Desaprender a lição é a ousadia sana para a pesquisa na ciência, nas artes, na psicanálise e em qualquer área do conhecimento

Redação Jornal de Brasília

07/07/2021 13h49

No mais recente livro do poeta Affonso Romano de Sant’Anna —“Entre leitor e autor”, editado pela Rocco em 2015, encontrei uma crônica ou um pequeno ensaio que me parece pertinente quando se faz um link entre Literatura e Psicanálise.

“Desaprendendo a lição” é uma pequena aula que Affonso nos oferece, alertando sobre os cuidados que se deve ter quando alguém quer aprender alguma coisa. Tanto na vida, na poética, quanto nas ciências, desaprender hoje, é uma conduta metodológica. Esvaziar o saber anterior, os pré-conceitos, os a priori para deixa limpo o campo de observação de novos fenômenos. O nosso poeta traz uma frase intrigante de Roland Barthes: “há uma idade em que se ensina o que sabe, mas em seguida vem outra idade em que se ensina o que não se sabe”. Adiante, retomando Barthes, cita: “E num seminário em Paris, praticando a errância do saber, propôs aos alunos que o encontro da classe não tivesse tema preterminado. O desejo insconsciente de saber é que deveria aflorar o tema”. Lembrei-me da dinâmica de uma sessão de psicanálise – a atenção flutuante e as associações livres de ideias do analista e do analizando criam ou fazem surgir temas a serem analizados. Sabemos que é desastroso quando um analizando faz força para trazer um assunto para a sessão! “Desejar o saber é uma primeira etapa, mas saber desejar é uma refinada atitude. Entre um e outro vai à distância do canibal ao gourmet”, adverte Affonso em seu texto. Se a verdade é a finalidade do desejo de quem quer se conhecer, volto ao escrito do nosso poeta e o cito: ”Tinha razão o polifônico Sócrates: “a verdade não está com os homens, mas entre os homens”. Veja, caro leitor, como é divina a contribuição do escritor, do poeta, da poesia e da literatura ao fazer analítico — hoje, em psicanálise, falamos de psicanálise vincular, ou seja, uma análise que vai se fazer no encontro de duas mentes, a do analista e do analizando, escrevendo uma história inédita dos dois e assim, conhecendo o funcionamento mental da dupla, de cada um, hoje, no presente  trazendo padrões de experiências passadas. Uma sessão é sempre sobre o presente, pois o passado e o futuro(a memória e fantasias) são presentificados. Borges, Jorge Luis Borges, o nosso poeta vizinho, argentino e do mundo, escreve  falando a propósito da Eternidade, que só temos um tempo —-o tempo do presente.

■ **CONTEÚDO DOS DADOS**
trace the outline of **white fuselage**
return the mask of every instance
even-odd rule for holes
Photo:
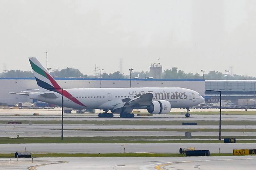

■ **O QUE FAZER**
No trecho sobre literatura e psicanálise, reescreva a parte que vai de "07/07/2021 13h49" até "Literatura e Psicanálise.", inclusive, trocando "Rocco" por "Objetiva". O material vem de outra fonte.

■ **RESOLUÇÃO COMENTADA**
07/07/2021 13h49

No mais recente livro do poeta Affonso Romano de Sant’Anna —“Entre leitor e autor”, editado pela Objetiva em 2015, encontrei uma crônica ou um pequeno ensaio que me parece pertinente quando se faz um link entre Literatura e Psicanálise.